__PAGE EXTRACT__
◆ ◆ ◆ ◆
RTE is seeking a change in legislation that will allow it to charge operators for its channels.

Image: Ireland

SKY HAS SAID it will drop RTE channels from its platform if the state broadcaster starts to charge fees for them to be included in their bundles.

Under the current legislation RTE, TV3 and TG4 are blocked from charging pay TV operators, such as Sky or Virgin Media, retransmission fees to be included in their packages.

However the state broadcaster has asked the government to amend the “must offer” part of the Broadcasting Act in order to allow them to charge for their channels.

In July it submitted a report by media advisory company Mediatique to the Oireachtas communications committee which suggested that it should be able to charge Sky €19 million a year, and Virgin €11 million, for its channels.

Speaking at the committee yesterday Sky’s director of policy and public affairs David Wheeldon emphatically stated that the Rupert Murdoch owned company would not pay for RTE.

“There are no circumstances that we would change our approach and make payments for a free-to-air channel,” Wheeldon said.

We can’t pay for something that our customers don’t value from us and can get for free from elsewhere.

Wheeldon added that RTE is trying to have its cake and eat it and said “there could only be losers” if the public service broadcaster tried to charge pay TV companies for its channels.
◆ ◆ ◆ ◆
A few records:
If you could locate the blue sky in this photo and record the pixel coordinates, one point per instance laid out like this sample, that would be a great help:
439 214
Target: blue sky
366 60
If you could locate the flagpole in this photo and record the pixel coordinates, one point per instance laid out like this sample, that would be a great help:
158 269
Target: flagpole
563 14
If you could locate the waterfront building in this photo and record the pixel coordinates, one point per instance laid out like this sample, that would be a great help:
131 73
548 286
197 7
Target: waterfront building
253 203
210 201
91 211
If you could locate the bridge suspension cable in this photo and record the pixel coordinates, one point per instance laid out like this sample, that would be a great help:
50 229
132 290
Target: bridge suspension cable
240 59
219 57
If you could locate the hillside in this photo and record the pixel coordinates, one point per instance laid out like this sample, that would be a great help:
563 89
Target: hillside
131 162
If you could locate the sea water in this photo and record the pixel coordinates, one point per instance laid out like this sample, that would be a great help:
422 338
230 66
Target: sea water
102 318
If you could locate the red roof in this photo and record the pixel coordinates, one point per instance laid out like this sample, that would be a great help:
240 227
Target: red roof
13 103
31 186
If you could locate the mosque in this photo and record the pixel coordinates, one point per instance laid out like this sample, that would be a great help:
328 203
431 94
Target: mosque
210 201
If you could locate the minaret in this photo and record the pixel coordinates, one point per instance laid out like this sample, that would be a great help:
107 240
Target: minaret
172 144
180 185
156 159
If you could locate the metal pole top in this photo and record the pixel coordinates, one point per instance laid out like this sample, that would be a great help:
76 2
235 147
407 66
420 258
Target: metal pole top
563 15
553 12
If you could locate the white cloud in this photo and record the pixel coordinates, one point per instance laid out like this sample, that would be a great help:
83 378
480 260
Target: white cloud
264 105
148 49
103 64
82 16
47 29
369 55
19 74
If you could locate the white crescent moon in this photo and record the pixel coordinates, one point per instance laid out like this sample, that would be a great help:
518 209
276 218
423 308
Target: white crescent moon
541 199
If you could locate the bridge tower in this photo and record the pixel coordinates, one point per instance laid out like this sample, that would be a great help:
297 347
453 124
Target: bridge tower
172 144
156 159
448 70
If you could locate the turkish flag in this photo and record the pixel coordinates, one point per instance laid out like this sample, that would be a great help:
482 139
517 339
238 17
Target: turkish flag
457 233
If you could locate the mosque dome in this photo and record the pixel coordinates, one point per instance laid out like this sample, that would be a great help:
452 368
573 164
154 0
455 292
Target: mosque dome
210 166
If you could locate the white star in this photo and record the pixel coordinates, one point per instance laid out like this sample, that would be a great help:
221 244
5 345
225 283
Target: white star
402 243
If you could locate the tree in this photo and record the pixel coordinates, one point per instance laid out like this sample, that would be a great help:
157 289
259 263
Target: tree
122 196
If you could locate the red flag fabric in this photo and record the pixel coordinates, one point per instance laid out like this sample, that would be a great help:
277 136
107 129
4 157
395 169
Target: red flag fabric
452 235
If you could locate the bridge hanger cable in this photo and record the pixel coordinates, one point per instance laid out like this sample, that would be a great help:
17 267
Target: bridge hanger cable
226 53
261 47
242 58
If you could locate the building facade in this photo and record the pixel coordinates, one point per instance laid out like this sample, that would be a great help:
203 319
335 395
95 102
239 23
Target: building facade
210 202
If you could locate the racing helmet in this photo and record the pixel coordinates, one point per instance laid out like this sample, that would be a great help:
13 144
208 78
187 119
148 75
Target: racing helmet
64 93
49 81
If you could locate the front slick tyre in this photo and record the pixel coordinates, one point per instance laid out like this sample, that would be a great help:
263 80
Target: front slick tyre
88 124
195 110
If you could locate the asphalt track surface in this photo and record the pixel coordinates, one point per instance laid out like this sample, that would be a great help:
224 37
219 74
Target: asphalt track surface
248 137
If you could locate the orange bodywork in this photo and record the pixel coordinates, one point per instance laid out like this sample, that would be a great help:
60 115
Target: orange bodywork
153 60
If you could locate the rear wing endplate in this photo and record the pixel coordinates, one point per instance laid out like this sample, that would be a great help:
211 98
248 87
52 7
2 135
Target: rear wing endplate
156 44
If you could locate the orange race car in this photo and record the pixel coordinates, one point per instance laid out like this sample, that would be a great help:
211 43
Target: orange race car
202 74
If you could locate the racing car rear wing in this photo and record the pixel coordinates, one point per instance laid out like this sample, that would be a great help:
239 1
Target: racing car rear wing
◆ ◆ ◆ ◆
__WORK TO DO__
**a)** In the news piece on RTE and Sky, what reason does Sky's spokesman give for refusing to pay for RTE's channels? Answer in one to three sentences.
**b)** Pick up the news piece on RTE and Sky after its last sentence and keep writing it.
You won't need the lines for any of this.

__RESPONSES IN ORDER__
**a)** Sky's spokesman said the company can't pay for something its customers don't value from Sky and can get for free elsewhere. He made this point about RTE being a free-to-air channel.

**b)**
Fianna Fail’s communications spokesman Timmy Dooley voiced strong objections to the Sky director’s remarks.

“That doesn’t sit well with me as a legislator to be told that by Sky,” Dooley, who supports changing the act, responded.

I don’t take that too well.

Wheeldon apologised if his comments were interpreted as a threat but added that his company believes that their customers “did not buy Sky to buy RTE”.

“There is no justifiable reason why platforms, such as Virgin or Sky, should get Irish free-to-air channels and content for free,” Aisling McCabe, Head of Platforms and Partnerships at RTÉ said.

This is content paid for by the Irish audiences, who are then charged again, as customers, to watch this content. Irish content is the most-watched programming on these platforms – and yet these platforms do not give any fair value back to Irish channels so that we can invest in more original Irish content on behalf of Irish audiences.

Representatives from Virgin, Vodafone and Eir also expressed firm opposition to the proposed changes to the Broadcasting Act.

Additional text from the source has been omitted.